Write the line that contains "[point] every instance of the door" and each one after it, word for word, ending with the final line of the data.

----- Given records

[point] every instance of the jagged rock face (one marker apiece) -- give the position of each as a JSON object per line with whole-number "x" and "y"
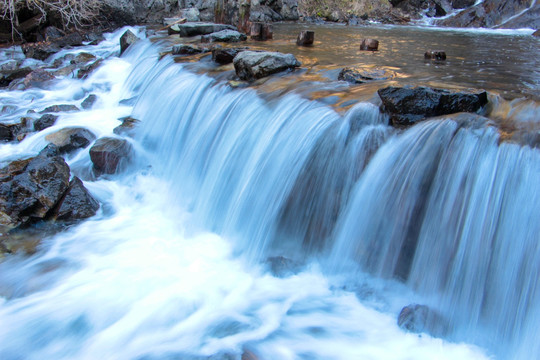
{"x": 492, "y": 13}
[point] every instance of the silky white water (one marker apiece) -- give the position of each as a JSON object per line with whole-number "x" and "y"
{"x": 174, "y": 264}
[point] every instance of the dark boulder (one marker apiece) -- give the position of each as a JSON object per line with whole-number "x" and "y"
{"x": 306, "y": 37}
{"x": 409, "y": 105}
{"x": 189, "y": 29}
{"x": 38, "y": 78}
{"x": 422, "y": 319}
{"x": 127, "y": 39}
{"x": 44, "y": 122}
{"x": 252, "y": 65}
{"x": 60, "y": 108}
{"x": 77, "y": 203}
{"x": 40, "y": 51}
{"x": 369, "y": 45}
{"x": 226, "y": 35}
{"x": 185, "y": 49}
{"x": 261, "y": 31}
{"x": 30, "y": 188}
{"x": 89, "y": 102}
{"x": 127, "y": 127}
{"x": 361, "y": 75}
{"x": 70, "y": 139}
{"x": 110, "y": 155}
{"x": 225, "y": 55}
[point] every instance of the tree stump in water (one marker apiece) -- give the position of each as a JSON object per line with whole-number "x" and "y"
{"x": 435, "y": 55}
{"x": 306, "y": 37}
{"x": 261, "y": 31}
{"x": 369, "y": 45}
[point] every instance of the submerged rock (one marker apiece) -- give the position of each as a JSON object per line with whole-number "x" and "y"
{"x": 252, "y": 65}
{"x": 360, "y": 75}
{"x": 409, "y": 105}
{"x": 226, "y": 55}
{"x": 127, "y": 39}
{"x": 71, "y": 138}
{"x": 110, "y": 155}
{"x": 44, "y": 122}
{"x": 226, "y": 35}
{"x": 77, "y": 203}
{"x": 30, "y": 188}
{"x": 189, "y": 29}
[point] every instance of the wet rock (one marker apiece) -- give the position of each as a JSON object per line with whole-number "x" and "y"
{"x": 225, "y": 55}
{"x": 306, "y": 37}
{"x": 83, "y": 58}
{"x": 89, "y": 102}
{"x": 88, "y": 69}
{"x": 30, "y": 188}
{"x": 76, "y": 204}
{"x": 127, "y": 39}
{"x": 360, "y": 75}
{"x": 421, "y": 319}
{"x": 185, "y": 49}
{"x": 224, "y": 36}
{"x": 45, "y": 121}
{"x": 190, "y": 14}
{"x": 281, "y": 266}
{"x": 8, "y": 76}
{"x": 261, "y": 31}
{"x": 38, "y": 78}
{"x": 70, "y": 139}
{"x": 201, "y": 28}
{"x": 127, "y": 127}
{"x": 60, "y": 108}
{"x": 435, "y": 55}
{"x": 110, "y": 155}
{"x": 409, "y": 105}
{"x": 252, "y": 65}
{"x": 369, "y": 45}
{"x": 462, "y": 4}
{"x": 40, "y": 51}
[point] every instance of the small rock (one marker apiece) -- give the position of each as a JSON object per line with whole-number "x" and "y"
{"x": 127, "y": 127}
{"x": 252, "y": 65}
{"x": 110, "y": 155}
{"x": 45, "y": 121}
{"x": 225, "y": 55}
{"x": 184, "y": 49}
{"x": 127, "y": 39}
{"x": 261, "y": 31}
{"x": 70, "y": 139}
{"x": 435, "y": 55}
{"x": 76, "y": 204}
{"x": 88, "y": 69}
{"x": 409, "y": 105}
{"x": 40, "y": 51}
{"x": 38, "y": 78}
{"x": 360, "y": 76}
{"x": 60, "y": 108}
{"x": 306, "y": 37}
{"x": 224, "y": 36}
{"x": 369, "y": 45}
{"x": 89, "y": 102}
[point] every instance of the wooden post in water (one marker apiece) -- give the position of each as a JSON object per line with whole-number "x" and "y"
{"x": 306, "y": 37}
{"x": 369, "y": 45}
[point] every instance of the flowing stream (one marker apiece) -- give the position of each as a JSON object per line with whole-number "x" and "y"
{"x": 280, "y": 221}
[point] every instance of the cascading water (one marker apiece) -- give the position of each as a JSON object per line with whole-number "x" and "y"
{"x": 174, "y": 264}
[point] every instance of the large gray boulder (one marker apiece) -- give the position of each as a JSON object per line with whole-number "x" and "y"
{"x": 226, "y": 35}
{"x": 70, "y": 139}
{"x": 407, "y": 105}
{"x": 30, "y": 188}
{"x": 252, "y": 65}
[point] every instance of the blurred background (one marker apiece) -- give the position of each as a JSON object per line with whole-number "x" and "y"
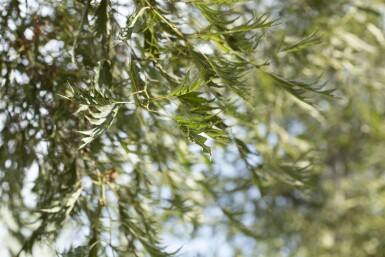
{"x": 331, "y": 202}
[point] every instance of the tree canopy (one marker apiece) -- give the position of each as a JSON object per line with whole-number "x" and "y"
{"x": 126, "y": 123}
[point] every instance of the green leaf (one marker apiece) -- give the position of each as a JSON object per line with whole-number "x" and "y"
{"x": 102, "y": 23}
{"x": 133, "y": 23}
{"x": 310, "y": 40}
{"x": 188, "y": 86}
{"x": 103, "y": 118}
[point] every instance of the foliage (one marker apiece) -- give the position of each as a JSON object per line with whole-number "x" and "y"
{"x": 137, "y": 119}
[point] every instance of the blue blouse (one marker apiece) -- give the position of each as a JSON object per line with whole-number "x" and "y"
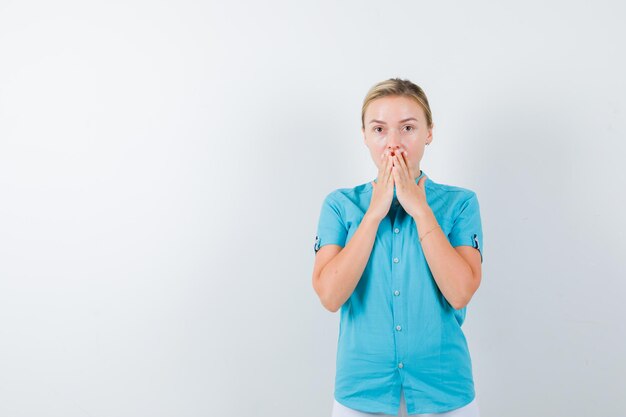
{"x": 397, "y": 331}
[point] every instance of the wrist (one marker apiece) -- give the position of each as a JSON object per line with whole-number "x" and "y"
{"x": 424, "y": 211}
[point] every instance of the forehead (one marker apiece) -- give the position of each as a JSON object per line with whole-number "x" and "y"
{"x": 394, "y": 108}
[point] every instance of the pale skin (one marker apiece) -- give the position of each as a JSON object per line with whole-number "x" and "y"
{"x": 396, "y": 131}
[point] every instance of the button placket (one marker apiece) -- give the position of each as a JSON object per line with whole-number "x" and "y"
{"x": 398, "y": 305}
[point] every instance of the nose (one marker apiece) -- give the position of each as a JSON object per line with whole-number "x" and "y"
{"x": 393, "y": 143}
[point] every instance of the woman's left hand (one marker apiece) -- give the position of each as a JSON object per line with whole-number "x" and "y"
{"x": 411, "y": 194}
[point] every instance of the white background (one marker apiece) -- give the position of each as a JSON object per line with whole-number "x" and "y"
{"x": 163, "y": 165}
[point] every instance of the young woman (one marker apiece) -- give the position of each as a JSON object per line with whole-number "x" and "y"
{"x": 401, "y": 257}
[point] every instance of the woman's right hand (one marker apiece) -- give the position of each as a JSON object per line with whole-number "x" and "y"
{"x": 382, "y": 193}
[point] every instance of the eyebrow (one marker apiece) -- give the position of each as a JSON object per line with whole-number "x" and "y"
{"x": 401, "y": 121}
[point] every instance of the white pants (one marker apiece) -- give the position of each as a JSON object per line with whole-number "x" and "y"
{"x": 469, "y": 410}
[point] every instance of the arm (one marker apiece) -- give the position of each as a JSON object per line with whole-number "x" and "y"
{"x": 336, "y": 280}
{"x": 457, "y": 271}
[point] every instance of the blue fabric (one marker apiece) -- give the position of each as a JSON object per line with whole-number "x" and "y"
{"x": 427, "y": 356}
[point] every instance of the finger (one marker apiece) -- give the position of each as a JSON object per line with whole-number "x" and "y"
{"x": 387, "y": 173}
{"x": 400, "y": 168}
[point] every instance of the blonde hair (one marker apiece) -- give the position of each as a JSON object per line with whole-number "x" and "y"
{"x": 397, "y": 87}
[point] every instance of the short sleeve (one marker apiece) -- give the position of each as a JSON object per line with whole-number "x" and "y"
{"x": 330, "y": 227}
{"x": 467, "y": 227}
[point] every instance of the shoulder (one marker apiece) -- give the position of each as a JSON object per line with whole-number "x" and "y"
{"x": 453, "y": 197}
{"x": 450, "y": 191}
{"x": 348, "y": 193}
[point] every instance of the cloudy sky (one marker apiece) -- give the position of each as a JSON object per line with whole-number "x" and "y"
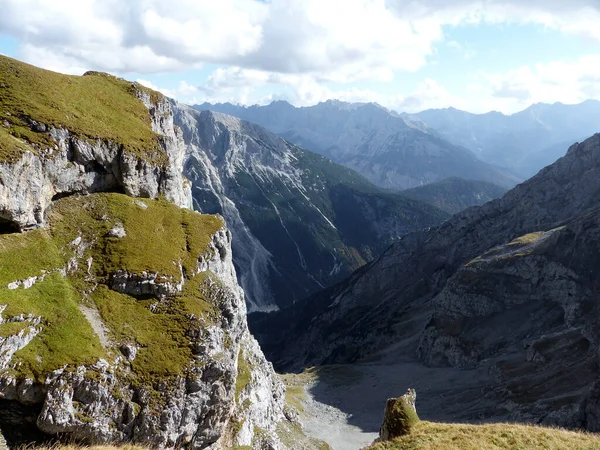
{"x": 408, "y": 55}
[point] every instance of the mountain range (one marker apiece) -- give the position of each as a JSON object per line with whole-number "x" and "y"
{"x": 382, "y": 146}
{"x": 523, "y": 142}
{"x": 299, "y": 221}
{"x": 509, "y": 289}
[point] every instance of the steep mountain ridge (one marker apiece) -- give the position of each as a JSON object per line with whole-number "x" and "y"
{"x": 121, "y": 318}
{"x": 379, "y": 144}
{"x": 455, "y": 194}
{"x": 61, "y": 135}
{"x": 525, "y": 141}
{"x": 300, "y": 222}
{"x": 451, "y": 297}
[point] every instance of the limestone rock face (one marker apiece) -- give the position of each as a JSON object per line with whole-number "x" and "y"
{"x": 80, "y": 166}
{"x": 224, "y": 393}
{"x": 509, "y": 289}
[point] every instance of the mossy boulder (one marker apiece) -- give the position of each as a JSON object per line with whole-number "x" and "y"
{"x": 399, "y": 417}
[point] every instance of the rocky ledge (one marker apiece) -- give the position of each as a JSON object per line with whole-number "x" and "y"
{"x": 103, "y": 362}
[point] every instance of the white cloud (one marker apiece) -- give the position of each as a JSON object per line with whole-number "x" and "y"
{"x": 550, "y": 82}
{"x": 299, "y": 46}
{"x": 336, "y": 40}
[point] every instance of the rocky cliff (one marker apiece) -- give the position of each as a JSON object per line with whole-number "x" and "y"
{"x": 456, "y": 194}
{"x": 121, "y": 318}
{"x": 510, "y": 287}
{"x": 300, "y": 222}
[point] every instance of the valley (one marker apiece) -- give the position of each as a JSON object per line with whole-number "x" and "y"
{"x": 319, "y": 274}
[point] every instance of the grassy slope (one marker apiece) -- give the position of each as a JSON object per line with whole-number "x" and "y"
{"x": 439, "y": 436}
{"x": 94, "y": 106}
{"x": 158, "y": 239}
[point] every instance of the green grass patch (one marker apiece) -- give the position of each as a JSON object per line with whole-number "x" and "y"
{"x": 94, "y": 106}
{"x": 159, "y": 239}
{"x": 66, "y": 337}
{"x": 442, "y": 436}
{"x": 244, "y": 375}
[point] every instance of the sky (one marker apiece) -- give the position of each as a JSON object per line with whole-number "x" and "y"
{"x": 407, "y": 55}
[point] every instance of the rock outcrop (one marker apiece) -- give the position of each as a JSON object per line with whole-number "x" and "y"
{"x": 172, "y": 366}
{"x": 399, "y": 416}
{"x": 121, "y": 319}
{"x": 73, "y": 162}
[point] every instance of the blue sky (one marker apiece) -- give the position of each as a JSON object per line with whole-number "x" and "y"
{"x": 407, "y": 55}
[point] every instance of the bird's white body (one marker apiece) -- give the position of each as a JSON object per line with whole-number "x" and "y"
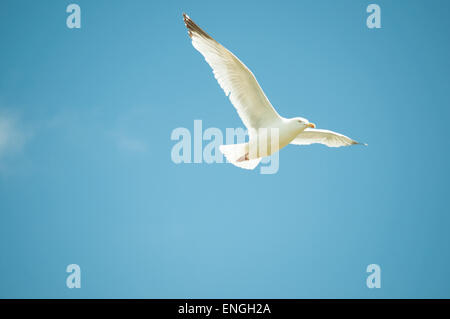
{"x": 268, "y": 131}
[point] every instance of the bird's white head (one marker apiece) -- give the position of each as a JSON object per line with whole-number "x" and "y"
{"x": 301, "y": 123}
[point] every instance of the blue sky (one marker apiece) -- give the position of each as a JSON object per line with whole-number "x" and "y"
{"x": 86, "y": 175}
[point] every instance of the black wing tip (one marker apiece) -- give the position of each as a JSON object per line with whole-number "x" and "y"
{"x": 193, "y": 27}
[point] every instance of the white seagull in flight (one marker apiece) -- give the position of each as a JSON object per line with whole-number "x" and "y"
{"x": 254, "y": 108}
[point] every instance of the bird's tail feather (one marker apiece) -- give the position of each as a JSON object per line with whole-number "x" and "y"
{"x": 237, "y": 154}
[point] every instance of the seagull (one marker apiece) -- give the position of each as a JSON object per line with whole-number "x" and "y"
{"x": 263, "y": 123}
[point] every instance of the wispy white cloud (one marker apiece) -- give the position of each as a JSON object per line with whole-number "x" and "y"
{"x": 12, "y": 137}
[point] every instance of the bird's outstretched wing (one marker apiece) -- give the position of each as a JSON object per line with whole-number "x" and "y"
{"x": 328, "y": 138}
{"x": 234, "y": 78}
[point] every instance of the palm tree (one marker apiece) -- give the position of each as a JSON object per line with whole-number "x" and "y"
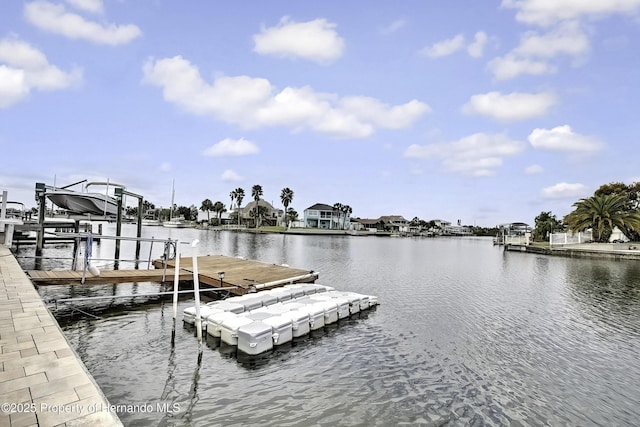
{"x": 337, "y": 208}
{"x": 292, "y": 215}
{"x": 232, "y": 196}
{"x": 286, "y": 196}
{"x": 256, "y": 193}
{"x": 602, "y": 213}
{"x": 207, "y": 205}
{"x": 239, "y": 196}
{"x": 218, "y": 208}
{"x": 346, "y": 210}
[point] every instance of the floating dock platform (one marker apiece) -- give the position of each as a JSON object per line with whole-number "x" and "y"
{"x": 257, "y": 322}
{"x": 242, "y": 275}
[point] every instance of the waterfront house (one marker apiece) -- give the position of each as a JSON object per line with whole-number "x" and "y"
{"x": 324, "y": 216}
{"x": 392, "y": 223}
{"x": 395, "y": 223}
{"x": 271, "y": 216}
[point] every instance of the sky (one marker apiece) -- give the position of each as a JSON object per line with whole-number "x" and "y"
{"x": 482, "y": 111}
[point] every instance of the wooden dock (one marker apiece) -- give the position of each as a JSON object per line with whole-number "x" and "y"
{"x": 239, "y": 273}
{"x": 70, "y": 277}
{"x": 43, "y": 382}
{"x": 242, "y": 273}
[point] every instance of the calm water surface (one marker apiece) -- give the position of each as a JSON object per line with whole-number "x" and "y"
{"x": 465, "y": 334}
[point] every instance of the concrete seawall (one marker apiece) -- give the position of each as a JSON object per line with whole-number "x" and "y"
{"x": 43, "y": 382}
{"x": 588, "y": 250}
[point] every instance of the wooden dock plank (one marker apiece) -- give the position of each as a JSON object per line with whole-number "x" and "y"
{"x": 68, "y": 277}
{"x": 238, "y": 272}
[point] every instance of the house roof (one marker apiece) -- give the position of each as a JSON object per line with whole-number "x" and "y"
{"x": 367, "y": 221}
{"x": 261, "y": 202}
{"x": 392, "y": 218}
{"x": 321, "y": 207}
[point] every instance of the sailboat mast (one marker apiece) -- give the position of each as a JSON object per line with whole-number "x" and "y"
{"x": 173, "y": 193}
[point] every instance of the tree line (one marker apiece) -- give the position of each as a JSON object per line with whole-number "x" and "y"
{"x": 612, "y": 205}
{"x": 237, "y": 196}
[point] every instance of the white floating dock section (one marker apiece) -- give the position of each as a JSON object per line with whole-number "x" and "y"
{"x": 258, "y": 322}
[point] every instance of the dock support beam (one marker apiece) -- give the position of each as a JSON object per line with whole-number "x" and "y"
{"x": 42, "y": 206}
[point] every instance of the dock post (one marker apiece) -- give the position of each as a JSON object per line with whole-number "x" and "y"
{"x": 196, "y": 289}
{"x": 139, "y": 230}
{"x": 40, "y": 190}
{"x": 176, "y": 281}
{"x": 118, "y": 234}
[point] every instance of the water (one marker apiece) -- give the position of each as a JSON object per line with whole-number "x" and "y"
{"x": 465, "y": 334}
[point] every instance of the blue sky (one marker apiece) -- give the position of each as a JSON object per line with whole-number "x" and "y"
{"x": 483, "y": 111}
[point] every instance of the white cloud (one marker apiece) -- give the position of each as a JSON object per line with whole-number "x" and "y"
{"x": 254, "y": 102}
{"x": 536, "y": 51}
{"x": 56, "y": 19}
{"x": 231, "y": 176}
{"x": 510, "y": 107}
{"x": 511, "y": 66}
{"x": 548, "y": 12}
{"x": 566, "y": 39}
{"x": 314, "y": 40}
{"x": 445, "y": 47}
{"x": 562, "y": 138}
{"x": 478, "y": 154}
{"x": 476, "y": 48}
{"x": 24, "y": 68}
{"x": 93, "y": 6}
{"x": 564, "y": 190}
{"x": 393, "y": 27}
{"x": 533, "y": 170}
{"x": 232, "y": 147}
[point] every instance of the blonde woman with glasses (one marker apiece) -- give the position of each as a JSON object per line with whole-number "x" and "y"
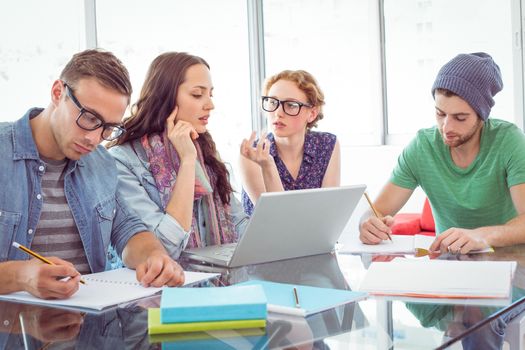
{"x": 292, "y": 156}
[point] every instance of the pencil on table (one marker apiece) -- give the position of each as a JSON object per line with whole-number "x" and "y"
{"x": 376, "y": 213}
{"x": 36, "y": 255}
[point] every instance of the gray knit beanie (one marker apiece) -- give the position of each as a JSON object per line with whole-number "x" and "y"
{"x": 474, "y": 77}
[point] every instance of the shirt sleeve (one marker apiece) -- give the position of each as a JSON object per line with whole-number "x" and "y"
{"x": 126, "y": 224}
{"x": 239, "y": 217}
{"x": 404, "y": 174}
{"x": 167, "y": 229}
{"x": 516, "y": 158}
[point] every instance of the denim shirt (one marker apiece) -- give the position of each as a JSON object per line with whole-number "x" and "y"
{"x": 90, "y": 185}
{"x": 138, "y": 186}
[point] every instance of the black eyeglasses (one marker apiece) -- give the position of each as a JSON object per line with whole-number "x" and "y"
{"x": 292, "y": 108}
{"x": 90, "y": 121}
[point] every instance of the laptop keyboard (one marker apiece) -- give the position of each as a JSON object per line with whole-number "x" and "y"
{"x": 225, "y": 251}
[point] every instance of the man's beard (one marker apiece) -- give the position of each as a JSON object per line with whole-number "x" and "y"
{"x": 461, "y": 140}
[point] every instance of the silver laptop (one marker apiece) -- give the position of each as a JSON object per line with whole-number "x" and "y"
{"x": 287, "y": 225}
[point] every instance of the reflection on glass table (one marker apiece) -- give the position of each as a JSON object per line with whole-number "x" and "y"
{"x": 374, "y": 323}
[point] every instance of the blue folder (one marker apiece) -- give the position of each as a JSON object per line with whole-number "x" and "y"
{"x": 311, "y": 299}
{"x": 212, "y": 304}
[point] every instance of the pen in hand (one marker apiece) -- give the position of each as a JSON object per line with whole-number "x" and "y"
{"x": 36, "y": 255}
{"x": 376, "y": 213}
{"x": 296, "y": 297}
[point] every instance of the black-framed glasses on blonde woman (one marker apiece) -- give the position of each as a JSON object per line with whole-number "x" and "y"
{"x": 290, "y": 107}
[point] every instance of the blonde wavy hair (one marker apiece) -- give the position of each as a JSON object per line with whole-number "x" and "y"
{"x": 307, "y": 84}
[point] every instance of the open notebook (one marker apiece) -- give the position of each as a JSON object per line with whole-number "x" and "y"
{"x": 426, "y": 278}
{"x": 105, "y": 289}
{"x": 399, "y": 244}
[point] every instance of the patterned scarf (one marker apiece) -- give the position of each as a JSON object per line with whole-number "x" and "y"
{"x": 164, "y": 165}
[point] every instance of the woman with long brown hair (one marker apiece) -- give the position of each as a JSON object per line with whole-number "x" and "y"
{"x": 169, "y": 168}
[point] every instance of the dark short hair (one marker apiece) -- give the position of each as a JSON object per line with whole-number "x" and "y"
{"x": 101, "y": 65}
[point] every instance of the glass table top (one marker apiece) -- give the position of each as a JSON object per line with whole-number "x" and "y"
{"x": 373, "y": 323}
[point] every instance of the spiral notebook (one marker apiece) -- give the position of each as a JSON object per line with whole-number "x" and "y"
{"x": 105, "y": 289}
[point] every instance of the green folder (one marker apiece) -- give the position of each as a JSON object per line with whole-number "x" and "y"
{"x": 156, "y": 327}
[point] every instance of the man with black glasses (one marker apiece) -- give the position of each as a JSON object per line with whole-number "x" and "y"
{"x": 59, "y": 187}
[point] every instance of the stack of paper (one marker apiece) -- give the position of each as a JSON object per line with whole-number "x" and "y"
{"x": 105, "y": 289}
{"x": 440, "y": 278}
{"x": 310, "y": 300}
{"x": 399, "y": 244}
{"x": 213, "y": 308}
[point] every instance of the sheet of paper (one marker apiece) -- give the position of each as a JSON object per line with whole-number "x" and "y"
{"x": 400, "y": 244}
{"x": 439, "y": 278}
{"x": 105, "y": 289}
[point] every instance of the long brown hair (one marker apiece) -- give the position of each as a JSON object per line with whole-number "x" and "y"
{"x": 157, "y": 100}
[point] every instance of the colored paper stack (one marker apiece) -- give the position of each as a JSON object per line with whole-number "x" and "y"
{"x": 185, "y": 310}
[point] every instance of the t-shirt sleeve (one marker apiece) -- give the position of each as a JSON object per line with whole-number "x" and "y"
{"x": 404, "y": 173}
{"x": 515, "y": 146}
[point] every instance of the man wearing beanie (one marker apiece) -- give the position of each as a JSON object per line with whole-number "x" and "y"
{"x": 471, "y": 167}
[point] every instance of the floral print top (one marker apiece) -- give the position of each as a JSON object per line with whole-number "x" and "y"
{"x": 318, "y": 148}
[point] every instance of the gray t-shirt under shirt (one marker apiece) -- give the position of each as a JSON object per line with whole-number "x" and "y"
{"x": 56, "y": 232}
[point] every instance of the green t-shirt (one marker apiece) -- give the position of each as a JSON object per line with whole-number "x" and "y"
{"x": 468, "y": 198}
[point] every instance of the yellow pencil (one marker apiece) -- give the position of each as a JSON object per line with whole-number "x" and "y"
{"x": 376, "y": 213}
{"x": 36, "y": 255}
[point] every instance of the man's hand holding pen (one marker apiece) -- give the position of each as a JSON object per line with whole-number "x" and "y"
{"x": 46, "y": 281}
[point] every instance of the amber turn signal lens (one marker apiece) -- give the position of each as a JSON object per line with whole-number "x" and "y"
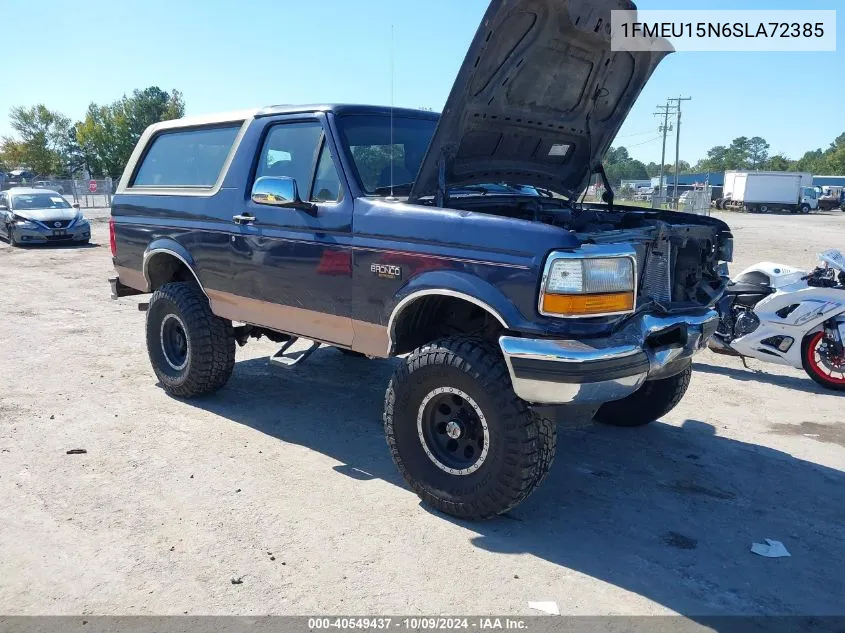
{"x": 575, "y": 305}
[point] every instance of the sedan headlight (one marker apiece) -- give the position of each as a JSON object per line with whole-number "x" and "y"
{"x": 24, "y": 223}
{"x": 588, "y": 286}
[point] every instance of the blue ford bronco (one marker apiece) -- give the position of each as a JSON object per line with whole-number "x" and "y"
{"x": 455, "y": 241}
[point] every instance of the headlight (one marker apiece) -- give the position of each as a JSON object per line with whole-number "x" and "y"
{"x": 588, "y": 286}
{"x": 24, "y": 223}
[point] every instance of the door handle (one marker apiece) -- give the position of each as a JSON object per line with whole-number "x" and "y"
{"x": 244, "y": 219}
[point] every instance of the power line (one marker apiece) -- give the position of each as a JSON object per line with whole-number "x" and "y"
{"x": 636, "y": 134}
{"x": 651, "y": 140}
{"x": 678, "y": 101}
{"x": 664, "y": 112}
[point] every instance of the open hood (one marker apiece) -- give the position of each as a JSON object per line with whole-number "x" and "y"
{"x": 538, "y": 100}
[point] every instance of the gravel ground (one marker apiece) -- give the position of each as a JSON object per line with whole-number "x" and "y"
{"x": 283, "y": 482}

----------

**Answer space:**
[point] every instance of the door handle (one marker apiece) -- give the position of each as a JSON object per line with whole-number "x" and "y"
{"x": 244, "y": 219}
[point] every instance of the power line (one marker apiece) -- give the position of each as a JSON object per line with whole-number "x" and "y"
{"x": 636, "y": 134}
{"x": 651, "y": 140}
{"x": 678, "y": 101}
{"x": 664, "y": 112}
[point] every instance of the open hood (one marker apiece) -- give the position of each as a JSON object per line with whole-number "x" and "y"
{"x": 538, "y": 100}
[point] every instance of the gravel ground (one marker apiece) -- give the position of each as a JSON object per line with whole-number "x" and "y"
{"x": 283, "y": 482}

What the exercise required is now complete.